=== Section Start ===

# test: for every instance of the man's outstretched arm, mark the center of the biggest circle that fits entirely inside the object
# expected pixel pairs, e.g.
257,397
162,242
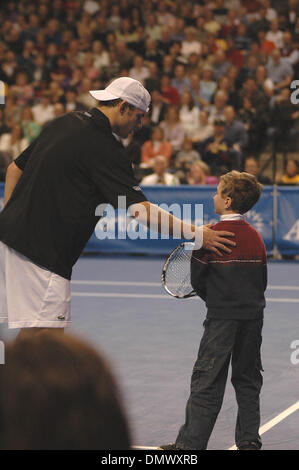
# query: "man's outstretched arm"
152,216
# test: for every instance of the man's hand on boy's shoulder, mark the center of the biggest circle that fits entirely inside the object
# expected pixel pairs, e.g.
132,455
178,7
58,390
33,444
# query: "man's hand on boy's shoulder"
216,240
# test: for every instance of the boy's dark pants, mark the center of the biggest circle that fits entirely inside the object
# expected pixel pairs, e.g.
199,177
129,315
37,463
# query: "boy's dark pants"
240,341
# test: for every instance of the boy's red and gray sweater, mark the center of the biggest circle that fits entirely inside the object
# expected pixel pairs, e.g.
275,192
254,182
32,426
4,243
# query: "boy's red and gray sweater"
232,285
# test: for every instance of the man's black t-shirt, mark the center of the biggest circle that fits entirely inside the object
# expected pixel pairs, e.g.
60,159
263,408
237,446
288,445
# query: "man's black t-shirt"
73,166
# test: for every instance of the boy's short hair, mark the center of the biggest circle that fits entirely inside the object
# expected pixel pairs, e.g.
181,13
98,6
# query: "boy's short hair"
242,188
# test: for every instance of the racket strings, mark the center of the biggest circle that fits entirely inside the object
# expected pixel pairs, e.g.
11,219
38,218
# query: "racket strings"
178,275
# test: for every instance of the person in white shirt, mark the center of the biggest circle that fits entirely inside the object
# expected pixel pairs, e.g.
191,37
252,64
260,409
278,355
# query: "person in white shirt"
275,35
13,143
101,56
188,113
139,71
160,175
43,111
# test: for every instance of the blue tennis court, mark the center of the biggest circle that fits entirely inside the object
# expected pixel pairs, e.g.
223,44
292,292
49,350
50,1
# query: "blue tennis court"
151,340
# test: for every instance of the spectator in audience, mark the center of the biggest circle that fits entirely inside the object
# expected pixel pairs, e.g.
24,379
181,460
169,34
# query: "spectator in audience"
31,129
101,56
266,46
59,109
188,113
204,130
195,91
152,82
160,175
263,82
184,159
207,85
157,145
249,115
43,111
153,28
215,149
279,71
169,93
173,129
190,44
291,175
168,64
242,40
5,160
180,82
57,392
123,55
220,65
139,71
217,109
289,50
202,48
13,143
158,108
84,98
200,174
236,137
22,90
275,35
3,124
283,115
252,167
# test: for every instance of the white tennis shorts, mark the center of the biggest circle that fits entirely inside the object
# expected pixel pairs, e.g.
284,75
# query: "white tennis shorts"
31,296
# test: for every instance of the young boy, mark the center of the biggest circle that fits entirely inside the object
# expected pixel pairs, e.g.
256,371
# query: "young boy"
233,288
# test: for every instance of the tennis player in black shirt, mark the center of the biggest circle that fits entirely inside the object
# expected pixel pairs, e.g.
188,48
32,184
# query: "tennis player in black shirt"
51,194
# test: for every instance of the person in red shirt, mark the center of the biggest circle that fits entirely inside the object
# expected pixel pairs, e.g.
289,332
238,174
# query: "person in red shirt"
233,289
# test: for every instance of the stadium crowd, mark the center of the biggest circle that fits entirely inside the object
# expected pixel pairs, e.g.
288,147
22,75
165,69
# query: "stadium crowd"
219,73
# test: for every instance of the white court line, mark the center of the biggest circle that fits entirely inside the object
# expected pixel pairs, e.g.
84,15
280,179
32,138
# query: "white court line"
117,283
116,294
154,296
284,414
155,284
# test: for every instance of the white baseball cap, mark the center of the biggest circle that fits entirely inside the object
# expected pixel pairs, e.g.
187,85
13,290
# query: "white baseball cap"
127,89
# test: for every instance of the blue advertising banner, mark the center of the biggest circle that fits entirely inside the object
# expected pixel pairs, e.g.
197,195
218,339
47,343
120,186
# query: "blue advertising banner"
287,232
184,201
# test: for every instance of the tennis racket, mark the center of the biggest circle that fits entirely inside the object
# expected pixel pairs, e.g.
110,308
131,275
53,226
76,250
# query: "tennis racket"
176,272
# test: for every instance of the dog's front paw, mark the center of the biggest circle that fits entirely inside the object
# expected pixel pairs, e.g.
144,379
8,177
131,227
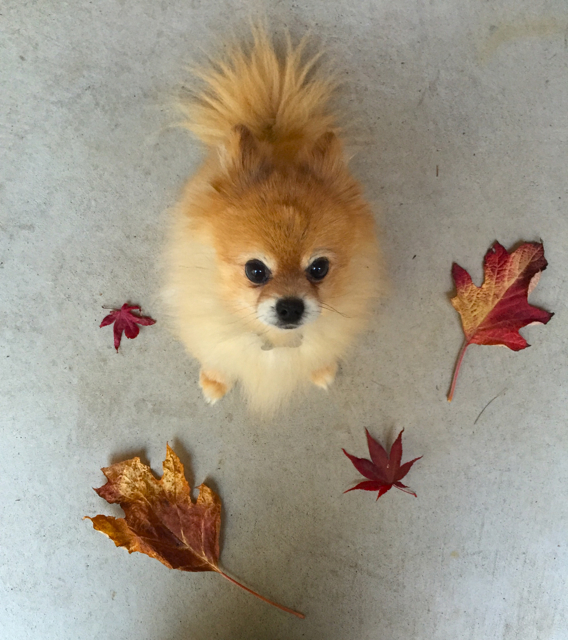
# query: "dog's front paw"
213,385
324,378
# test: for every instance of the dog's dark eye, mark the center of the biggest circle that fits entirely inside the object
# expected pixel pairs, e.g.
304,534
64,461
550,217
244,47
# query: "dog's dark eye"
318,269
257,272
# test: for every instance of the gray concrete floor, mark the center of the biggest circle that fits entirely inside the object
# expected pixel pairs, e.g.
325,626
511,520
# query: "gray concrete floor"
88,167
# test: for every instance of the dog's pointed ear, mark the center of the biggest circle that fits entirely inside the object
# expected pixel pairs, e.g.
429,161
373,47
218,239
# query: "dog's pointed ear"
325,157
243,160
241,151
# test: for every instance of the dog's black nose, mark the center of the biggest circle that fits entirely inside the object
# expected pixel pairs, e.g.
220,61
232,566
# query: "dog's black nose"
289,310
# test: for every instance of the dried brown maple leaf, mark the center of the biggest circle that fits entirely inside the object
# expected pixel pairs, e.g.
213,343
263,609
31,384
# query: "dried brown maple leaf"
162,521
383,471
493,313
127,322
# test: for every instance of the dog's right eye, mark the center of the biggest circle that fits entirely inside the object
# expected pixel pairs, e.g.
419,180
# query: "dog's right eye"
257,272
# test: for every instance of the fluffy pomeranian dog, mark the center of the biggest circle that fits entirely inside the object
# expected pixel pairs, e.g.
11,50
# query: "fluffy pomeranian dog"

=== Section End ===

> _What is expected_: The answer must consist of every line from the entries above that contains the string "fluffy".

> _Answer space_:
# test: for every instance of the fluffy pomeranian dog, mark the center of the biggest circle that fits entirely inside the object
# query: "fluffy pomeranian dog"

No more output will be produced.